**HOW TO COMPLETE THIS TASK:** Copy out the passage of the medical waste machine article below, from "There are currently" up to and including "hazardous waste vehicles.", word for word.

**DOCUMENT TEXT:**
New Machine Easily Transforms Biomedical Waste into a Sterile Material for Convenient Disposal by Clinical Laboratories, Pathology Practices, and More
Free-standing device eliminates need for special pickups and dangerous disposal of any type of medical waste, including biohazard waste generated by medical laboratories
Clinical laboratories generate a substantial amount of regulated medical waste (RMW) including needles, collection supplies, gloves, sample tubes, and sample storage containers. RMW, also known as biohazardous or infectious medical waste, must be disposed of properly per federal and state regulations, including the Medical Waste Tracking Act of 1988.
There are currently several ways to discard of medical waste, but those methods can be dangerous, costly, and time-consuming. They usually involve chemicals, gases, irradiation, or incineration, and the waste often has to be hauled away in hazardous waste vehicles.
Thus, a revolutionary new machine that enables the disposal of medical waste in a harmless, effective, low-cost, and on-demand basis would be a boon for medical laboratories, pathology groups, blood labs, as well as all other healthcare practices that handle medical waste.
Safe, On-demand, Onsite, Point-of-Care Medical Waste Disposal a Reality
Such a device has been created by Sterilis LLC, a privately-held company headquartered in Boxborough, Mass. The patented, device utilizes steam sterilization and grinding technologies to convert dangerous medical waste into a safe confetti-like material. It is about the size of a large office copier and can handle up to 15 lbs. of biomedical waste at a time. Sterilis is charging $50,000 for the machine or it may be leased for $1,000 per month.
“The regulated medical waste industry has seen little innovation and still operates under an archaic approach of ‘haul and burn.’ Therefore, the industry is ripe for disruption with Sterilis’ new, safer, and more sustainable approach to treat and safely dispose of regulated medical waste, when and where it is generated,” stated Robert Winskowicz, Chief Executive Officer of Sterilis in a Medical Design Technology article.
“Most people in the medical profession would tell you the best way to treat medical waste is as close to the point of generation as possible, and take care of it immediately,” noted Winskowicz in a Fox25News article. “And our machines give you that on-demand capability.”
The free-standing machine is about 36” by 24” by 47” making it similar in size to an office photocopier. It runs on standard electricity, requires no plumbing or set-up, and is completely portable. Depending on usage, the steam reservoir gets refilled with water a few times a week. The device lets users know when it needs water.

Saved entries
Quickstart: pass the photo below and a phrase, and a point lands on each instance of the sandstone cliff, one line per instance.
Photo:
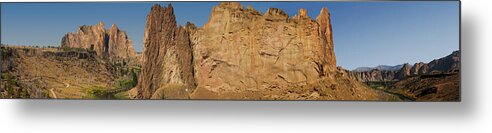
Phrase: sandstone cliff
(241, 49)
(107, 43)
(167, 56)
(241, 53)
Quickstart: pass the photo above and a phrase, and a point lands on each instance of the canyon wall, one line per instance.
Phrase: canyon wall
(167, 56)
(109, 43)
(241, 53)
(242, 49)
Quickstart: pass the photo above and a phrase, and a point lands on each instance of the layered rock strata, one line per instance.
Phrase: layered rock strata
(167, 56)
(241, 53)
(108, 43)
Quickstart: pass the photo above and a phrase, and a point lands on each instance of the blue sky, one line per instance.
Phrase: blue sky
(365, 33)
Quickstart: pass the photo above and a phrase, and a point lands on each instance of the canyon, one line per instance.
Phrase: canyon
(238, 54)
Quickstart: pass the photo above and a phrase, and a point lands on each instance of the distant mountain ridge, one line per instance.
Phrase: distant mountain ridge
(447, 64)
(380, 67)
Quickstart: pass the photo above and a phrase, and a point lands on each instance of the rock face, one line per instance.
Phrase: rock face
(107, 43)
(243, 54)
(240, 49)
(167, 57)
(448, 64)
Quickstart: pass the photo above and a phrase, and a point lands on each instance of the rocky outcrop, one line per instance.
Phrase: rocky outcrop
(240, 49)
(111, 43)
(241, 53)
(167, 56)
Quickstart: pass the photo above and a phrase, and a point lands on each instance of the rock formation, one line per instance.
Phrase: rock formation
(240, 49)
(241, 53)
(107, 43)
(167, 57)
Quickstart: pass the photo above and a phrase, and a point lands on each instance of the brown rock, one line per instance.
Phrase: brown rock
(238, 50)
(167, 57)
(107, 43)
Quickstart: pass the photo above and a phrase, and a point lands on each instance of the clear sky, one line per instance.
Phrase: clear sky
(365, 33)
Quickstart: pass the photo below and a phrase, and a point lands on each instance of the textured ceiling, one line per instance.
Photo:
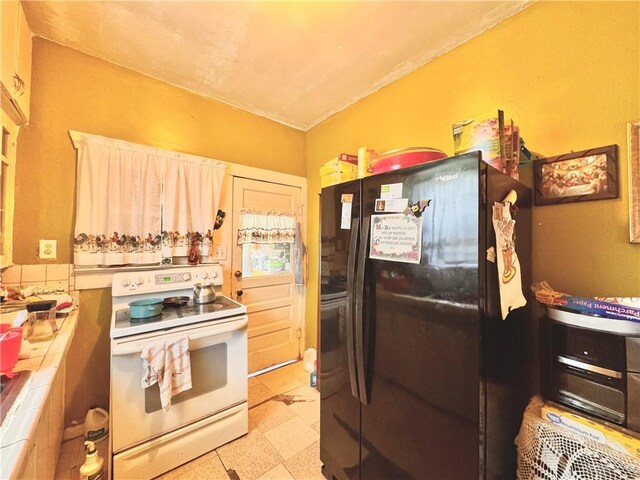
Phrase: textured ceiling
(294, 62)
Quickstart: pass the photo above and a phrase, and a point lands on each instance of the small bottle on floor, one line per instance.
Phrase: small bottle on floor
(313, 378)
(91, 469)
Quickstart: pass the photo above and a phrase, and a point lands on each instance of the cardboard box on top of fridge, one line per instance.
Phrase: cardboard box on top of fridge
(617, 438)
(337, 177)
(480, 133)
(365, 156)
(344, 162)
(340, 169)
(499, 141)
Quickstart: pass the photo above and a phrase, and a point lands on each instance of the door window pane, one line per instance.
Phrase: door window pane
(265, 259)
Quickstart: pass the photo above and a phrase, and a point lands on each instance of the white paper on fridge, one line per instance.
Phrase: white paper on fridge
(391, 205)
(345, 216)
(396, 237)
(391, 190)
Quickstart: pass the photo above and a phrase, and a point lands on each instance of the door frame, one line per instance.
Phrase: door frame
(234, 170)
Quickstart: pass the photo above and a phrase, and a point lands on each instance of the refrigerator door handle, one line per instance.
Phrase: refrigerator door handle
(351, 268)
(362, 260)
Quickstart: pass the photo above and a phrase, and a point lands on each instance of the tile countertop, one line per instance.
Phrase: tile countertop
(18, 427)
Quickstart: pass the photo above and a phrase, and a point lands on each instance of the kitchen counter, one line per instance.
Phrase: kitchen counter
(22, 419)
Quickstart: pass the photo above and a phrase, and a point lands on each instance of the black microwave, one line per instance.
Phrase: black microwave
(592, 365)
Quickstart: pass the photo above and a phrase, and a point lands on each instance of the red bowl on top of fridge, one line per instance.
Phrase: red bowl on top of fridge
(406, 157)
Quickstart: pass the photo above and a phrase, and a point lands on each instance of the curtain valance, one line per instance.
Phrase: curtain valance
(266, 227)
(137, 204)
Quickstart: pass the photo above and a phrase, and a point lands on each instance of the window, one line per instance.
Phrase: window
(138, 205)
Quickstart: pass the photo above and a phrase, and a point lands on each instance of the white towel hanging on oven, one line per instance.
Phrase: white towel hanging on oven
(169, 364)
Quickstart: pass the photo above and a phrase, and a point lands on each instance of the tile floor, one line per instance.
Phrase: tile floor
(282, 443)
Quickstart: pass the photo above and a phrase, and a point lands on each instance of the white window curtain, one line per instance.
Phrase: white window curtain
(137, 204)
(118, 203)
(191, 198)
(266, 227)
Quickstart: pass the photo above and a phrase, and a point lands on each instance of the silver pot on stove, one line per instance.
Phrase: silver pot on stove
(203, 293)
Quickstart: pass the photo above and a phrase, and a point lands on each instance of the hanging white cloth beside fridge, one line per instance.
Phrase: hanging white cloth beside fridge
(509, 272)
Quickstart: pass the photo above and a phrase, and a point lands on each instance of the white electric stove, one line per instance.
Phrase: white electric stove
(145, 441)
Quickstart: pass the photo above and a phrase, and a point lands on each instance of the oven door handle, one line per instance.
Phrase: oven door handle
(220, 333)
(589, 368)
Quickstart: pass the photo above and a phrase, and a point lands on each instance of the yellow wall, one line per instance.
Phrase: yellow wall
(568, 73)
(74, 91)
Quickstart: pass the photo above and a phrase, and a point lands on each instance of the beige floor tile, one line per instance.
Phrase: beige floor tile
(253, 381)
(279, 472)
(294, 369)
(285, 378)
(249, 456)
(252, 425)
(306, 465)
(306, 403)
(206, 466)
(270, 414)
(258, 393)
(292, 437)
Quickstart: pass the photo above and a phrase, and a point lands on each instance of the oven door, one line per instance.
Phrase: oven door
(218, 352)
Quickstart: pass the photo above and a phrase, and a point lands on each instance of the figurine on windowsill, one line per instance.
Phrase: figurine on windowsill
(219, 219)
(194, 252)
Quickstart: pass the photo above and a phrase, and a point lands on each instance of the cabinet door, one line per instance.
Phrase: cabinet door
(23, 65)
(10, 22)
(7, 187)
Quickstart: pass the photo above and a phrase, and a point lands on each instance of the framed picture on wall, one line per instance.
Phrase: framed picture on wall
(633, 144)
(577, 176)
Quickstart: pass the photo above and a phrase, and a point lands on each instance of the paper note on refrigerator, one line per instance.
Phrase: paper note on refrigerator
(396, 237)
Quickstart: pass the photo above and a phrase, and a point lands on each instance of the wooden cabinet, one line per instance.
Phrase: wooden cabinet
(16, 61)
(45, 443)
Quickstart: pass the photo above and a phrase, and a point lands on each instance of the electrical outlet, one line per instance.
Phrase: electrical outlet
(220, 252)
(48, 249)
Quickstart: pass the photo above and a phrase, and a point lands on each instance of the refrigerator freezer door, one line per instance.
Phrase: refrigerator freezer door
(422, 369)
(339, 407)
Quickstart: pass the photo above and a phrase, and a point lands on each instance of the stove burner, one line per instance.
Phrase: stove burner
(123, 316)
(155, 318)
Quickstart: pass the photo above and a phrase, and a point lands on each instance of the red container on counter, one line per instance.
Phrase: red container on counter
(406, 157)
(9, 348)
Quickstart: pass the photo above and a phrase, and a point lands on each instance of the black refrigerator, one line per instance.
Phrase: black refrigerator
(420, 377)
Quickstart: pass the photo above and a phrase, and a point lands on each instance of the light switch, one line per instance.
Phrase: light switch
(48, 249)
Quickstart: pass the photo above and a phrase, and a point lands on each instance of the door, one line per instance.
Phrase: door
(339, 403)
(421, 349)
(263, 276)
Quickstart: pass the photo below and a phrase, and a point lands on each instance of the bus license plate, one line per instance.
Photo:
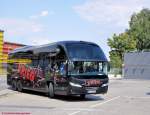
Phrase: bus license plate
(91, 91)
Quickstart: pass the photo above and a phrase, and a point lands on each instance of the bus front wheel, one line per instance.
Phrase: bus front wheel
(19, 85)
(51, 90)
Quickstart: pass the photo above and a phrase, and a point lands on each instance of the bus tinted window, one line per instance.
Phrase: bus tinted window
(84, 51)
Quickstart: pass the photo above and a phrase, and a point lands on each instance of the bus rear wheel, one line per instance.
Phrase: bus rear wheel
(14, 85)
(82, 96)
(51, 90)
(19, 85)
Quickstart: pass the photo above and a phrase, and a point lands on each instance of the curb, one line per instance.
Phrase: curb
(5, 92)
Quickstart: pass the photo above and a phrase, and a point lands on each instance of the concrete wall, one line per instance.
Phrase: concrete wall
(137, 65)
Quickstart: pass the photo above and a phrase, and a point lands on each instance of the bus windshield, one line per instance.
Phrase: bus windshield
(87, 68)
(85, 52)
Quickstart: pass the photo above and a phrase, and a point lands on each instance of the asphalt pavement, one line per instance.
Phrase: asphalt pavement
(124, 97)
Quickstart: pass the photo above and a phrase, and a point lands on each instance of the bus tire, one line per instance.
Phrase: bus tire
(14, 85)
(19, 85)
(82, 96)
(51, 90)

---

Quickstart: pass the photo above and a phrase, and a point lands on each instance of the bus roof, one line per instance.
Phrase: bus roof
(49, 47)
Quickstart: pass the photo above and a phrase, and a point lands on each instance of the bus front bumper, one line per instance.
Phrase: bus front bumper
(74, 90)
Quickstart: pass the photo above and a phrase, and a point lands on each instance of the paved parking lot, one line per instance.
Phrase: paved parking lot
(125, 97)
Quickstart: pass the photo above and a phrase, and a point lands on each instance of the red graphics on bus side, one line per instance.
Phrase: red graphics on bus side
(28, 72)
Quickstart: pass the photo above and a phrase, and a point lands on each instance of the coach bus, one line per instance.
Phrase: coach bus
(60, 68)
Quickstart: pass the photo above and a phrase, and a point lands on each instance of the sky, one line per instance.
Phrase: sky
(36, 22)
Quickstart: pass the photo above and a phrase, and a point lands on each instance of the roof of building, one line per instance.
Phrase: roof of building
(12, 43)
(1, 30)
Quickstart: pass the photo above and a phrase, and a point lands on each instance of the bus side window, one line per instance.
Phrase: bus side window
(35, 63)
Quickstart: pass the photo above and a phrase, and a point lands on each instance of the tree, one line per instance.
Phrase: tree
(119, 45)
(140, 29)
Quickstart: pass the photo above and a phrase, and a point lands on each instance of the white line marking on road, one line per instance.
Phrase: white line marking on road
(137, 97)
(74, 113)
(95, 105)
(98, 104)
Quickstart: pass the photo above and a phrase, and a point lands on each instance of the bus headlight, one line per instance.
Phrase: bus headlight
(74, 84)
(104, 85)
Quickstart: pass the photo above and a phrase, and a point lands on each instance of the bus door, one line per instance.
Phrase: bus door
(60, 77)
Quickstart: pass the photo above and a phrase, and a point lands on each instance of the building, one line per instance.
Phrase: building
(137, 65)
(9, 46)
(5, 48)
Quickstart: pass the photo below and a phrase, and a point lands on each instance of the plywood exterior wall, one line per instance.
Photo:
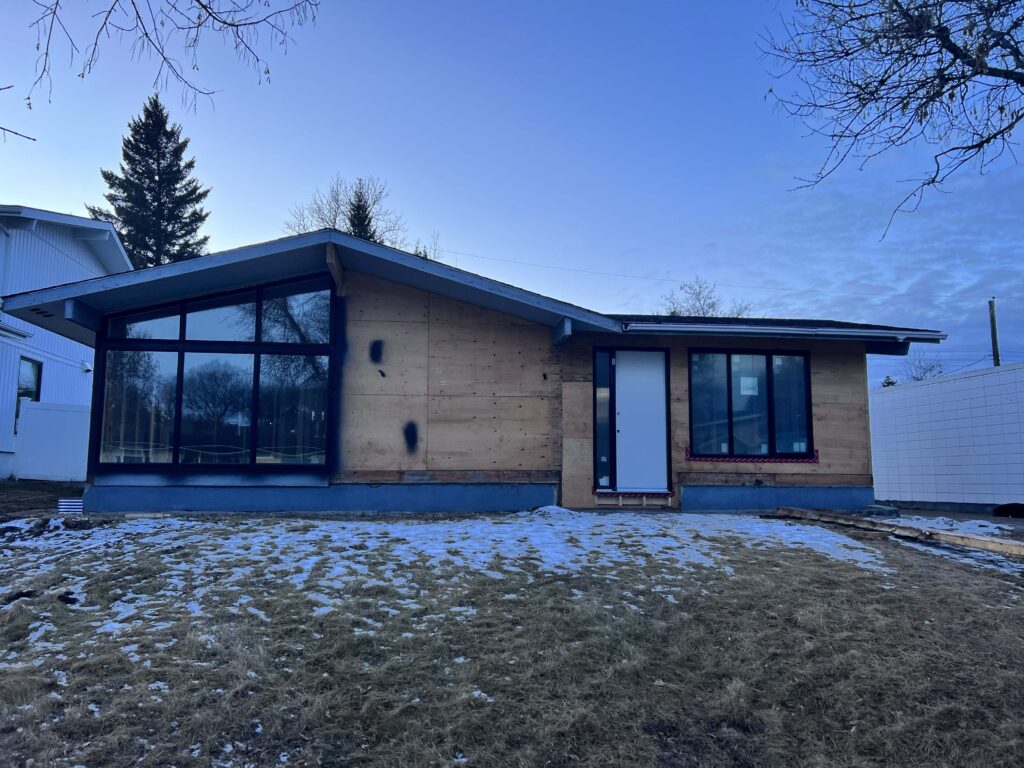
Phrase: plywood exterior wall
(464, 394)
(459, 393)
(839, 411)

---

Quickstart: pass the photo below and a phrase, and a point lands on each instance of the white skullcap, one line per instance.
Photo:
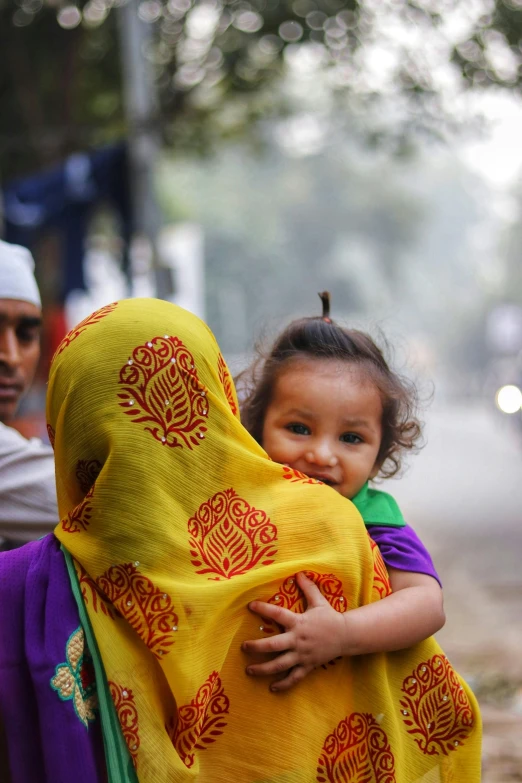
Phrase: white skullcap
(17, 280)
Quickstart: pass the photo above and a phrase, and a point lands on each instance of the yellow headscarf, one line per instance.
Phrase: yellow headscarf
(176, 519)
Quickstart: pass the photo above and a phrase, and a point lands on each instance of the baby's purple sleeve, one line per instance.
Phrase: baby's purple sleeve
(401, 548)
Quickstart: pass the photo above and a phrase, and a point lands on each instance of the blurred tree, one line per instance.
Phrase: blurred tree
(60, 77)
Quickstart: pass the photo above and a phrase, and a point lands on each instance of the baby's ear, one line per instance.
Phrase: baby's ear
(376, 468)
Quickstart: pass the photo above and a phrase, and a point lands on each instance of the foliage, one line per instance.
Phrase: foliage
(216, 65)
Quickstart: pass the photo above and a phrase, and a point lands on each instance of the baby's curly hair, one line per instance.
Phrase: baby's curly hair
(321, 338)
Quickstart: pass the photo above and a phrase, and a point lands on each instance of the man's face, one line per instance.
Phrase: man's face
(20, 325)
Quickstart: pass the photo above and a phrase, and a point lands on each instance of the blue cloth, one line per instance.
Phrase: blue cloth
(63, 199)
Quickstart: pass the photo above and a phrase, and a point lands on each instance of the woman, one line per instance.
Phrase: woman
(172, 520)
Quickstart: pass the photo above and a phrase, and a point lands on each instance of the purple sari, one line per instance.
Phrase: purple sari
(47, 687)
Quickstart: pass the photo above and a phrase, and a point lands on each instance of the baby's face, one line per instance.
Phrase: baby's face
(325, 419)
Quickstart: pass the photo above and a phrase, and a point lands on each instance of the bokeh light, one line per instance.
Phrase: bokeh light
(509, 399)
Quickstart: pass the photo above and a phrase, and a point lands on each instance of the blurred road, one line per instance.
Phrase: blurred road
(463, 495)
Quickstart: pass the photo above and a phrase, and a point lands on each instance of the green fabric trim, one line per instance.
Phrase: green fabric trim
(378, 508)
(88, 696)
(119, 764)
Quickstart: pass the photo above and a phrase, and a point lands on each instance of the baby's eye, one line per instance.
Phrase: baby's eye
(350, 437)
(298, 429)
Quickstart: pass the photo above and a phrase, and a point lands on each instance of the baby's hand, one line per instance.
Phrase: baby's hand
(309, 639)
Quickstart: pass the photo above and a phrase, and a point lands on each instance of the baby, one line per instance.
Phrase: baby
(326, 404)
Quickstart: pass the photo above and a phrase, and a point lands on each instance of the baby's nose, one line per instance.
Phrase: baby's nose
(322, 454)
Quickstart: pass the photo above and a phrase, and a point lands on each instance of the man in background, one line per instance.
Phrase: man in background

**EXERCISE RESPONSE:**
There are currently several ways to discard of medical waste, but those methods can be dangerous, costly, and time-consuming. They usually involve chemicals, gases, irradiation, or incineration, and the waste often has to be hauled away in hazardous waste vehicles.